DOCUMENT EXCERPT.

_ _ _ _ _

Parliamentary Voting System and Constituencies Bill Debate
Full Debate: Read Full DebateMark Durkan
Main Page: Mark Durkan (Social Democratic & Labour Party - Foyle)Department Debates - View all Mark Durkan's debates with the Cabinet Office
(14 years, 3 months ago)
Commons ChamberI can speak more warmly about the prospect of the alternative vote in the context of Northern Ireland than some others have done today. However, before I do so, I join others in expressing serious reservations about the mongrel nature of the Bill. It not only provides for a referendum on a change to the voting system, but scrambles to reduce the number of constituencies and, in that context, would fundamentally alter the procedure by which boundaries are set, including the consultation on and consideration of changes and the opportunities for proper issues of local identity and interest, communal affinity and natural geography to be brought into play. I therefore join others in asking the Government to separate this Bill into its constituent parts.

_ _ _ _ _

PROVIDED MATERIAL.
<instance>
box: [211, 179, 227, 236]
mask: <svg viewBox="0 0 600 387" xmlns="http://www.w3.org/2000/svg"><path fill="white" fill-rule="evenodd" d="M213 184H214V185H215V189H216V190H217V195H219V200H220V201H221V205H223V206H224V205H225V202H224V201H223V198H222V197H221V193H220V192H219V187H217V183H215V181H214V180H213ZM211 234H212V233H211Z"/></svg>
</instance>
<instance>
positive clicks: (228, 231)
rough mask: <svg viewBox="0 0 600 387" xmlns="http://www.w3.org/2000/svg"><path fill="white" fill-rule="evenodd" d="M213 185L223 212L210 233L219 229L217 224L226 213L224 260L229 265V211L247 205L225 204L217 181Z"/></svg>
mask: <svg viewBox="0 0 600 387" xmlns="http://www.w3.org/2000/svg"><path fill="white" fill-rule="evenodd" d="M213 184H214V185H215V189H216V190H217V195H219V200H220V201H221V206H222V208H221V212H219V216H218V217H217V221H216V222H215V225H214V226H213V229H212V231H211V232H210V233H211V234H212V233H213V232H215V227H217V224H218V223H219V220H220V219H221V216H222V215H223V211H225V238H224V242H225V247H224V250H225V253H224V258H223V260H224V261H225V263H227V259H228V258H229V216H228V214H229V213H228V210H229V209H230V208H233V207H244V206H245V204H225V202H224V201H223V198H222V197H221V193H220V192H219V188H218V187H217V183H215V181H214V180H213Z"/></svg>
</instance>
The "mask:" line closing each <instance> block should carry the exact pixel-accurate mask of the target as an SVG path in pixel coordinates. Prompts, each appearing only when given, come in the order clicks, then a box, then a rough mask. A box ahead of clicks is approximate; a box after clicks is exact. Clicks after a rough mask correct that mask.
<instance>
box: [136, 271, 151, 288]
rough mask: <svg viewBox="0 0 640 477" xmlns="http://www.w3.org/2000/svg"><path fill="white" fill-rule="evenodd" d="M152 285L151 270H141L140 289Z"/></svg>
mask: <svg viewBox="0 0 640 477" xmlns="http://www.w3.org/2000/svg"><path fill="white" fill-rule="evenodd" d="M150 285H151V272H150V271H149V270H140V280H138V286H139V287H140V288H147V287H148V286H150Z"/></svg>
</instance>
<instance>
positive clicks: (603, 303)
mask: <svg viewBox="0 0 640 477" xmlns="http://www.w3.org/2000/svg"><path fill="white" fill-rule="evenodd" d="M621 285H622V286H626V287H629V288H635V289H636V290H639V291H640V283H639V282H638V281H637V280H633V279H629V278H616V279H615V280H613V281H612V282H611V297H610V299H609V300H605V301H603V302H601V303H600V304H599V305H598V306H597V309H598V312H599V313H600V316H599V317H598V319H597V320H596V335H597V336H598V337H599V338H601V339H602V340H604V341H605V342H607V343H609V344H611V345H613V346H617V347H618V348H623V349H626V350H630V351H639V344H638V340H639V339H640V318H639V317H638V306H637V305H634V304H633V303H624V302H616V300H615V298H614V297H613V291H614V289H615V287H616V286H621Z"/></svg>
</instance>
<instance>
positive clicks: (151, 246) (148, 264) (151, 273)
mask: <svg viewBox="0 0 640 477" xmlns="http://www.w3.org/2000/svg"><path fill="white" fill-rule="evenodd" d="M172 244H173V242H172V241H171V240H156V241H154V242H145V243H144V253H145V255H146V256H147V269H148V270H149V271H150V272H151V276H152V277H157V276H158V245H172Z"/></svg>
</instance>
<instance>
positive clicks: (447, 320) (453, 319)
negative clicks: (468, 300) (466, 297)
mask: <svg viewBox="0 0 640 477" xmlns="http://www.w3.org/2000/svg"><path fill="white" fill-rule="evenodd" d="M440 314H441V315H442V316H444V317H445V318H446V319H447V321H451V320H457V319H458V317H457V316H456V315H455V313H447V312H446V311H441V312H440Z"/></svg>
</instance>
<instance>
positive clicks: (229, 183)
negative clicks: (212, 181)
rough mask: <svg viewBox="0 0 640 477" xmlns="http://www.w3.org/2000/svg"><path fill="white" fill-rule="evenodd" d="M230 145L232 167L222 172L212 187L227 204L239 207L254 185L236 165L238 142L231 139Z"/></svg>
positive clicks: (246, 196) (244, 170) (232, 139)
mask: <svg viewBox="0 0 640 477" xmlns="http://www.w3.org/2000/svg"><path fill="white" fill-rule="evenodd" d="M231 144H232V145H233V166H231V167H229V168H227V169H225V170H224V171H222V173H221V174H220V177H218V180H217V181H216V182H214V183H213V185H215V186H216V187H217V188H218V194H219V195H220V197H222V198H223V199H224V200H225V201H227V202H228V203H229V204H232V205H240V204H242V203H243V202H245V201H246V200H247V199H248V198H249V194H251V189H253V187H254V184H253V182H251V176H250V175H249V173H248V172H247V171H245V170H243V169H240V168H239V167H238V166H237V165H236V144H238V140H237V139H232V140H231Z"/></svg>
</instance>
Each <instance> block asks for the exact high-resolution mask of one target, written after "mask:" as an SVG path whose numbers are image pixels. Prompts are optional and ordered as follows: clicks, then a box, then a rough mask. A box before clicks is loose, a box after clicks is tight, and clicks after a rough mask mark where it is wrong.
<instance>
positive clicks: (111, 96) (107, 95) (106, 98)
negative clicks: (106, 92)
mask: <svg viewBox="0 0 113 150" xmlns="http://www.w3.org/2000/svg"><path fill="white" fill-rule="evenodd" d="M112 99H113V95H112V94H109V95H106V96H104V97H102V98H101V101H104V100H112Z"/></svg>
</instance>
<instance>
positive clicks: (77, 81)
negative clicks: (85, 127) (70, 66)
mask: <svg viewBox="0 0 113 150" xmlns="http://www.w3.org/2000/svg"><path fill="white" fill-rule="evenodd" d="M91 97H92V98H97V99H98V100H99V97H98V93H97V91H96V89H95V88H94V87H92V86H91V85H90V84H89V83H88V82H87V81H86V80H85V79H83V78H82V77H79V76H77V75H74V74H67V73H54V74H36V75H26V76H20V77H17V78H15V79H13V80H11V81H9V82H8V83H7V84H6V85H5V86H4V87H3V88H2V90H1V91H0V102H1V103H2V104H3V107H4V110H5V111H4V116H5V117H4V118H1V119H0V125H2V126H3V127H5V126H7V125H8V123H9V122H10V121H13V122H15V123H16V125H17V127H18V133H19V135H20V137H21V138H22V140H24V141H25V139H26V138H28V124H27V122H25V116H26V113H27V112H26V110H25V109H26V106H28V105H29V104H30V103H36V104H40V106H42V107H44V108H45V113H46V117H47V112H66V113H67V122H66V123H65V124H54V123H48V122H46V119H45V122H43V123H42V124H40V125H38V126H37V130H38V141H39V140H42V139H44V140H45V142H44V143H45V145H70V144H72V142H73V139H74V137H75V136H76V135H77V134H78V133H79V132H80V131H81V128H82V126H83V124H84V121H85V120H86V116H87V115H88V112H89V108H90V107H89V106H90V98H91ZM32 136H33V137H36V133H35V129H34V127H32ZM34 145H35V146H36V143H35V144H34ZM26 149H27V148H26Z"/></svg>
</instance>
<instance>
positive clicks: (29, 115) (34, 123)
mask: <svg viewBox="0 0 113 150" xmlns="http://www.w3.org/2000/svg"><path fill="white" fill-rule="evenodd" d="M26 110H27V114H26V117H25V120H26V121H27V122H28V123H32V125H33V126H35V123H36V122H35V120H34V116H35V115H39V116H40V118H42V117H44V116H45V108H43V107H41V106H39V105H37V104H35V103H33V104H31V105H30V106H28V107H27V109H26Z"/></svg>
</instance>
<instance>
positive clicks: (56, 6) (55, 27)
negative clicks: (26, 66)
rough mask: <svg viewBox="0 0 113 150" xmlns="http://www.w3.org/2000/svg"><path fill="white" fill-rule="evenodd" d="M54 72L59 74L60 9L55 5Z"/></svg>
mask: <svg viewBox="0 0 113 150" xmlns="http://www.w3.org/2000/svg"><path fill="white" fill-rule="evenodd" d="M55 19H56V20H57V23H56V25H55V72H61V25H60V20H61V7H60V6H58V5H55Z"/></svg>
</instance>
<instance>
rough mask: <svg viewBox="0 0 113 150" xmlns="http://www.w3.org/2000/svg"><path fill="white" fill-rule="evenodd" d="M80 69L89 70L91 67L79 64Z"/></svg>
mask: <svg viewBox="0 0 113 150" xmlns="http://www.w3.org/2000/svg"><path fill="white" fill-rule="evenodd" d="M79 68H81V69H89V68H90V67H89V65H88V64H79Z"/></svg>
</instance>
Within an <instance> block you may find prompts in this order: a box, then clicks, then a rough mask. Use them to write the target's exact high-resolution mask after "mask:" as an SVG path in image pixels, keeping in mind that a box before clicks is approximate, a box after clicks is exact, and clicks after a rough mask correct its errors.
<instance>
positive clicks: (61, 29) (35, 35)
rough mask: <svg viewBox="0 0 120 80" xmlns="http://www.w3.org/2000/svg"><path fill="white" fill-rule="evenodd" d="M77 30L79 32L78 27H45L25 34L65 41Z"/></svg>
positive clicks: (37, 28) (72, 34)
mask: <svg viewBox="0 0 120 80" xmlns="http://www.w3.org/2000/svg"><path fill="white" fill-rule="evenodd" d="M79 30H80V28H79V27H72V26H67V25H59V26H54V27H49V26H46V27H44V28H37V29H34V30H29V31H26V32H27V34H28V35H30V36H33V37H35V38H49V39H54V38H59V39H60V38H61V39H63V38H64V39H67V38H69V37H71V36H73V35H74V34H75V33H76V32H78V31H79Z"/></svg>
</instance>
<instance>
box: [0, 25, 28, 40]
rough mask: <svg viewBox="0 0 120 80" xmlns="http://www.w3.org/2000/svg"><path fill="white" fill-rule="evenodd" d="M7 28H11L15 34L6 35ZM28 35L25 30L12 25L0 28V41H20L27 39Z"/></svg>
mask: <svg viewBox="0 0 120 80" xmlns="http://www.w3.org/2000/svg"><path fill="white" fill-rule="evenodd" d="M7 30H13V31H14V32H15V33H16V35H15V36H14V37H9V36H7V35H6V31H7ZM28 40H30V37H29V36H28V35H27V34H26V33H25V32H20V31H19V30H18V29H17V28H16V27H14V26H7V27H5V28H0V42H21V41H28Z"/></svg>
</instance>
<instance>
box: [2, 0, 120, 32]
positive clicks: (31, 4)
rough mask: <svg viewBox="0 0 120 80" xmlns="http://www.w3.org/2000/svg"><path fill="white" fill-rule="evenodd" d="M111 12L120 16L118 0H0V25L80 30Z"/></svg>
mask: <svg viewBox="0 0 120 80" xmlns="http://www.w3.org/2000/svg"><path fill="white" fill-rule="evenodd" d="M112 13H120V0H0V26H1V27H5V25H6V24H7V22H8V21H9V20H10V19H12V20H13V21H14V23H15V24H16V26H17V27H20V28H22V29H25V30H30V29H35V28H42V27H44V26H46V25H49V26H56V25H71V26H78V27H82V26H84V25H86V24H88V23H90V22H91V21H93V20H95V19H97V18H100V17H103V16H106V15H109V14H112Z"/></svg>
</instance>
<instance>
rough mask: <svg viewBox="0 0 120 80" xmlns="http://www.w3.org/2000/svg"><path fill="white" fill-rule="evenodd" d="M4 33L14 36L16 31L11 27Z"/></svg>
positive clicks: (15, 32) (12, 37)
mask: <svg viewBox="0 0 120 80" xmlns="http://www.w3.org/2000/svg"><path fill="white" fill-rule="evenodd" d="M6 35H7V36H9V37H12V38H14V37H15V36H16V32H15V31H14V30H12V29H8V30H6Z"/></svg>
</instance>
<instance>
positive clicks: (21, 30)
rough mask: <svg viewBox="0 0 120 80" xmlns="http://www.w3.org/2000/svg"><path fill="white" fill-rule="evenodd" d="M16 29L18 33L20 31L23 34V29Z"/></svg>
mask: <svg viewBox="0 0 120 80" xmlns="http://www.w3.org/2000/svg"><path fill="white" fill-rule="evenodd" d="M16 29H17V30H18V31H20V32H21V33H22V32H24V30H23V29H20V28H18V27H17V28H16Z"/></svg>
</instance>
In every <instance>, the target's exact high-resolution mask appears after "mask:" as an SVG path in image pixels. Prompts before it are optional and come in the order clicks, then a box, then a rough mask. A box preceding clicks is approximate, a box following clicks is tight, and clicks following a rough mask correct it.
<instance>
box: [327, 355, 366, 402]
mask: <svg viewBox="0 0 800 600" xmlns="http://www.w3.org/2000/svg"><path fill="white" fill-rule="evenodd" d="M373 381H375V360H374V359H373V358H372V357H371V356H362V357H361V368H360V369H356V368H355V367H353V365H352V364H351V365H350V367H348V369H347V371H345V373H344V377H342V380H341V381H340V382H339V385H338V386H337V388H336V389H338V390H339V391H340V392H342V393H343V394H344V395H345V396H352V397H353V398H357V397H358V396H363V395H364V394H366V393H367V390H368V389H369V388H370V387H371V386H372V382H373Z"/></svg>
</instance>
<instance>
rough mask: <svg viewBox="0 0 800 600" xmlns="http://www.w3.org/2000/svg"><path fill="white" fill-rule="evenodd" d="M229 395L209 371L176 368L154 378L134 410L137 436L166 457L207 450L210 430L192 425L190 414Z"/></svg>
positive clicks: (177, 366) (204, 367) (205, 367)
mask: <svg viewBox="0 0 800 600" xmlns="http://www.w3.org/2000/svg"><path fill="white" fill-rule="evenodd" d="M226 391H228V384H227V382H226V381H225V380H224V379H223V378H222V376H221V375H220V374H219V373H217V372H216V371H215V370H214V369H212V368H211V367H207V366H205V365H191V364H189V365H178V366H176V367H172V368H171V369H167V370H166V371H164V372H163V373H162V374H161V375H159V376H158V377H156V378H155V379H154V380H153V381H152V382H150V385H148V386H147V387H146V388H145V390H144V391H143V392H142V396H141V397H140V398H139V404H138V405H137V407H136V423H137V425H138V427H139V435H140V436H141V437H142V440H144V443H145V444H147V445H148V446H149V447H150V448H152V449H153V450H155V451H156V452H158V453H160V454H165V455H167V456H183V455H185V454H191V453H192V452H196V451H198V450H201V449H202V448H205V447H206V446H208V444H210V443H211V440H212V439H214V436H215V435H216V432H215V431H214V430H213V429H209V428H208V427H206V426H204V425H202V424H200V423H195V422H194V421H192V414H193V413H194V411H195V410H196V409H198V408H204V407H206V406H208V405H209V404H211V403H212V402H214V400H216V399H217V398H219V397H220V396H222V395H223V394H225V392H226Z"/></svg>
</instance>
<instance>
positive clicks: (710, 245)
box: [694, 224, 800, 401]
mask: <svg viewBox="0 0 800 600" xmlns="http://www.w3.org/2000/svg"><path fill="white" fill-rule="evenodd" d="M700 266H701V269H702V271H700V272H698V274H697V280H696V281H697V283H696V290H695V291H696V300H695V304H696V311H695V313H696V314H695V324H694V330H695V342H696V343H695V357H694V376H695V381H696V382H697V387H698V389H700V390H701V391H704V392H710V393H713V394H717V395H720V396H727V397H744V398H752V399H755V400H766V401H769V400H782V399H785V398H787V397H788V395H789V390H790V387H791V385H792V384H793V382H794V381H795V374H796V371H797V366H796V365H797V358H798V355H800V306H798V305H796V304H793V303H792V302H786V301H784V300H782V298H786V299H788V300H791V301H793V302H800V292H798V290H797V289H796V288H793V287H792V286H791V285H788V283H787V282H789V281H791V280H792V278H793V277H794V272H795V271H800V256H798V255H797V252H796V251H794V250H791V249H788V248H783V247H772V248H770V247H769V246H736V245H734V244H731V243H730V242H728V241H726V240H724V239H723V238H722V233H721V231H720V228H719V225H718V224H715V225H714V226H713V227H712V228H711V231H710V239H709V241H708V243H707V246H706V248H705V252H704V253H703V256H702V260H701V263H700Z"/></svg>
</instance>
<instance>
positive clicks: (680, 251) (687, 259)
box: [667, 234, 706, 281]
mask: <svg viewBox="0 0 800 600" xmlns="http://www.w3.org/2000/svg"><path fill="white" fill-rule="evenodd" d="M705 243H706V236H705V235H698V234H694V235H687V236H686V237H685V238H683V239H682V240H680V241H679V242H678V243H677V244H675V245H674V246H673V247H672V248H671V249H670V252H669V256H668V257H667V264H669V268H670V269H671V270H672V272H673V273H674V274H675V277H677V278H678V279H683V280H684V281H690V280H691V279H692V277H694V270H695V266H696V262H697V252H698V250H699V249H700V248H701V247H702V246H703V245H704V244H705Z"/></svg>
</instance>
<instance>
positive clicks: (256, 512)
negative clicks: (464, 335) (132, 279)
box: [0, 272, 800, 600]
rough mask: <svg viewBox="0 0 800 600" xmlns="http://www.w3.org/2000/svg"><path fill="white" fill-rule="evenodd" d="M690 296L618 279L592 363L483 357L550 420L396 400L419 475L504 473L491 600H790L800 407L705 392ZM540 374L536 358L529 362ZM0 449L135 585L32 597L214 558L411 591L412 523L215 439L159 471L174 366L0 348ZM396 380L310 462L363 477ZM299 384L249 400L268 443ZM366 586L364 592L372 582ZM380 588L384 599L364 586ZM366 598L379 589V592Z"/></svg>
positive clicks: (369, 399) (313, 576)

_ _ _ _ _

REQUIRED TASKS.
A. Answer these questions about the debate excerpt, one line each:
(i) Which party and constituency does Mark Durkan represent?
(ii) Besides providing for a referendum on the voting system, what does the Bill do with the number of constituencies?
(iii) What does the speaker ask the Government to do with the Bill?
B. Return the passage of the debate excerpt from "Commons ChamberI can" to "its constituent parts.", copied word for word.

YOUR WRITTEN ANSWERS.
A.
(i) The Social Democratic & Labour Party, Foyle
(ii) It reduces the number of constituencies.
(iii) Separate the Bill into its constituent parts.

B.
Commons ChamberI can speak more warmly about the prospect of the alternative vote in the context of Northern Ireland than some others have done today. However, before I do so, I join others in expressing serious reservations about the mongrel nature of the Bill. It not only provides for a referendum on a change to the voting system, but scrambles to reduce the number of constituencies and, in that context, would fundamentally alter the procedure by which boundaries are set, including the consultation on and consideration of changes and the opportunities for proper issues of local identity and interest, communal affinity and natural geography to be brought into play. I therefore join others in asking the Government to separate this Bill into its constituent parts.